● **Task prompt**
Would you write out every entry exactly, but without the pictures?

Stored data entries
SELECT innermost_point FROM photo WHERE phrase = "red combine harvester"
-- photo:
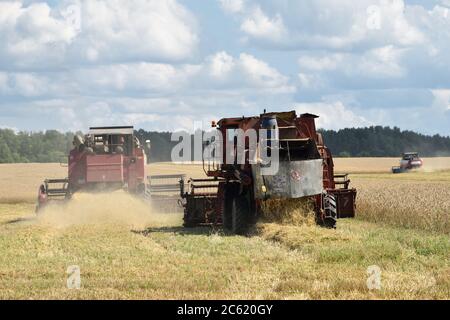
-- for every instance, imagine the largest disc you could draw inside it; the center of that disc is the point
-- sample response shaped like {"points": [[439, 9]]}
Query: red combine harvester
{"points": [[106, 159], [409, 161], [233, 193]]}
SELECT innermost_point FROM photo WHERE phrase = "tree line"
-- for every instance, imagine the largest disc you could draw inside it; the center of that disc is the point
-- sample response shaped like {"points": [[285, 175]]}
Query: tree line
{"points": [[377, 141]]}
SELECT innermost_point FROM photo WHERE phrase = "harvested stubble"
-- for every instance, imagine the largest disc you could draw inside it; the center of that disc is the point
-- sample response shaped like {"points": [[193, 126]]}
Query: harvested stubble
{"points": [[288, 211]]}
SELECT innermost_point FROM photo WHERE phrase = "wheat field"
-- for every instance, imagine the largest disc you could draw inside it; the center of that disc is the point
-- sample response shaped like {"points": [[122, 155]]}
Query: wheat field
{"points": [[125, 250]]}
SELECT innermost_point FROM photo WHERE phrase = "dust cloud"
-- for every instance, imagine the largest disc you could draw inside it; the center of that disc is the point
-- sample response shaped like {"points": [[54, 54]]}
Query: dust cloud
{"points": [[118, 208]]}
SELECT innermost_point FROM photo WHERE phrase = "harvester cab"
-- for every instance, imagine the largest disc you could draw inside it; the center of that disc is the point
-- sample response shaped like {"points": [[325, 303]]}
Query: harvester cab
{"points": [[235, 190], [105, 159]]}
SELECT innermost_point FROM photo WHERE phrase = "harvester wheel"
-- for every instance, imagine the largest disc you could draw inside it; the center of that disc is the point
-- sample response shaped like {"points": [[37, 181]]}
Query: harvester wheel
{"points": [[239, 215]]}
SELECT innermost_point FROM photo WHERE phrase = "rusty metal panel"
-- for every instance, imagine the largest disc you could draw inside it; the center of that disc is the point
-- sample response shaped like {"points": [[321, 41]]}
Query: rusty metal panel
{"points": [[345, 200], [295, 179], [104, 168]]}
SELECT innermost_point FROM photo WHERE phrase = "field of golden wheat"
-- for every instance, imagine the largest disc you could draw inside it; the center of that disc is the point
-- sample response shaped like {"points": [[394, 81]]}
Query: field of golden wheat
{"points": [[125, 250]]}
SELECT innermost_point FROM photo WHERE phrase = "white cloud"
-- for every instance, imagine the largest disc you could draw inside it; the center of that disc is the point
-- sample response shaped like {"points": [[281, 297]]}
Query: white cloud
{"points": [[39, 36], [32, 34], [221, 64], [232, 6], [441, 100], [324, 24], [333, 115], [260, 26]]}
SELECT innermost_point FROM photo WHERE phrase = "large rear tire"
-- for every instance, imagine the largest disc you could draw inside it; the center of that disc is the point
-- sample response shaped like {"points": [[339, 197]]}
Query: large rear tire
{"points": [[240, 215]]}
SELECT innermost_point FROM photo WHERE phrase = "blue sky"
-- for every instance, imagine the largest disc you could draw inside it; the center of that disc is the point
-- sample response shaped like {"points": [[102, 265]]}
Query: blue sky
{"points": [[167, 64]]}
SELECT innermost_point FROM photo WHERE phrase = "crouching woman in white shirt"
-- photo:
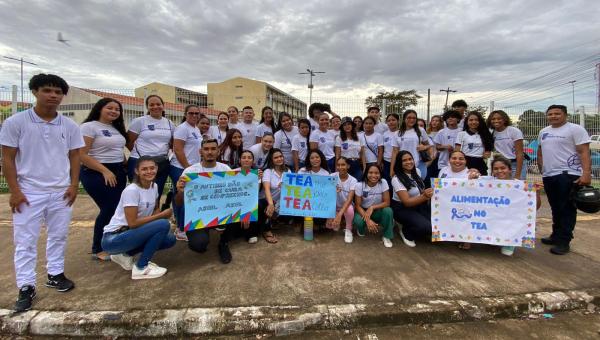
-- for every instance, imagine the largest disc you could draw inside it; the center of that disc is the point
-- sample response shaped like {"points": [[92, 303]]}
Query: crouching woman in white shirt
{"points": [[138, 226]]}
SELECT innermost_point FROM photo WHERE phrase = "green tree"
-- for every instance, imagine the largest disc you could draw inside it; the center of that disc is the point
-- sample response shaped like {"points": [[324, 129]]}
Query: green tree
{"points": [[396, 101]]}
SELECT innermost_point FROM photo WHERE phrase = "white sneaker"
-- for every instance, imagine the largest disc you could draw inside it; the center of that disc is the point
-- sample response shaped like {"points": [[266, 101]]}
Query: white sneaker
{"points": [[180, 235], [123, 260], [151, 271], [348, 237], [406, 241], [507, 250], [387, 242]]}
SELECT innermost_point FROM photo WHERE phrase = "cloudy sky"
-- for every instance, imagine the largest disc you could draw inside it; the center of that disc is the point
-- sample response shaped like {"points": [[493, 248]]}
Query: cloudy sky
{"points": [[478, 48]]}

● **Written answer**
SELECT innermost_point FROM photo WHERE phrase = "red combine harvester"
-- photo:
-- for every instance, imagine the largest disc you could draw inside it; the center of that disc is the point
-- sample response shaped like {"points": [[439, 9]]}
Query: red combine harvester
{"points": [[106, 159], [409, 161], [233, 193]]}
SELECT innermost_point FROM photo WHERE phrase = "tree line"
-- for every instance, imagine the largest disc you could draw inside it; the center of that disc is the point
-- sample response shaped like {"points": [[285, 175]]}
Query: tree line
{"points": [[377, 141]]}
SELECT innermost_point FROM photo WHERE phrase = "harvested stubble"
-- for every instance, imagine the largest disc you could draw inside it; the center of that disc is the point
-- sample response shaped like {"points": [[193, 126]]}
Query: harvested stubble
{"points": [[288, 211]]}
SELECT innermost_point FROM photo WHERE phrase = "wheat field"
-- for every instance, imagine the largest disc you could draw inside it; the center of that disc is the point
-- sample response shaped like {"points": [[122, 155]]}
Query: wheat field
{"points": [[125, 250]]}
SELECT innermost_point FROM photo WHERE phrase = "dust cloud"
-- for every instance, imagine the largest disc you could draw inside it; the center of that disc is the point
-- sample response shaped like {"points": [[54, 54]]}
Query: dust cloud
{"points": [[118, 208]]}
SELECT innermost_point FROM photo WHERE phrase = "harvester cab"
-- for every instance, imagine the largest disc you could draw inside it; the center of that disc is the point
-- sample response shaped like {"points": [[325, 303]]}
Query: harvester cab
{"points": [[235, 190], [105, 159]]}
SELECT innermost_point FROM photo WHERE phrase = "harvester wheel"
-- for every instance, imagine the largest disc you could draw inside it; the center of that disc is the point
-- sample response shaped like {"points": [[37, 181]]}
Query: harvester wheel
{"points": [[239, 215]]}
SELECT innermost_point FROM photo WHERE phrase = "rusty metal panel"
-- for every instance, imagine the largest disc you could draw inside it; the center of that disc is the point
-- sample response shaped like {"points": [[321, 41]]}
Query: rusty metal panel
{"points": [[345, 200], [295, 179], [104, 168]]}
SELECT innermost_point FROM photo WHERE phrase = "field of golden wheat"
-- for every instance, imagine the largest disc you could draw inside it; the center of that disc is the point
-- sample response shaped like {"points": [[394, 81]]}
Query: field of golden wheat
{"points": [[125, 250]]}
SELECT innermost_point FROM photo WHERE phrase = "white cloud"
-- for every instance, imagine the largest disc you could draw inside it; the center of that disc is the point
-- sample response shaped like {"points": [[281, 297]]}
Query: white cloud
{"points": [[39, 36], [32, 34], [221, 64], [232, 6], [441, 100], [324, 24], [333, 115], [260, 26]]}
SELECT innermost_point FROM photo WHERE phrase = "large rear tire"
-- for every instance, imagine the largest disc you could draw inside it; the center of that disc is the point
-- sample response shaped like {"points": [[339, 197]]}
Query: large rear tire
{"points": [[240, 215]]}
SELECT innermost_point FROM photo WHERE phrase = "blue sky"
-- for every instance, imagine the largest disc you could draw inside it; the center of that disc is the point
-- sample response shaped like {"points": [[102, 265]]}
Query: blue sky
{"points": [[167, 64]]}
SELECT innermost_point FROM photo WHERE phrase = "crouching woman in white shirt"
-- photo:
-- for every instance, imagine the largest disc you could draw inside it; the center of that disc is the point
-- sample response shaped like {"points": [[92, 303]]}
Query: crouching woman in white shirt
{"points": [[138, 226]]}
SELECT innermost_point FROM photo WHERE phrase = "green tree"
-- for every instance, imagine the largest disc you could draw inside it; the center of that disc is the point
-- sample response shaped like {"points": [[324, 129]]}
Query: green tree
{"points": [[396, 101]]}
SELECT innermost_point FROM photo WHERE phrase = "white sneaker"
-- for every instance, imagine the largest disc you could draw inside it; the center of that disc is the point
-- sample response shaped like {"points": [[266, 101]]}
Query: white sneaker
{"points": [[180, 235], [123, 260], [151, 271], [348, 237], [406, 241], [507, 250], [387, 242]]}
SELECT innermost_point FROM photo WHERE phrase = "cloudy sky"
-- for every instance, imagine the largest disc you could draw inside it; the center of that disc is the point
-- sample response shaped like {"points": [[493, 248]]}
Query: cloudy sky
{"points": [[478, 48]]}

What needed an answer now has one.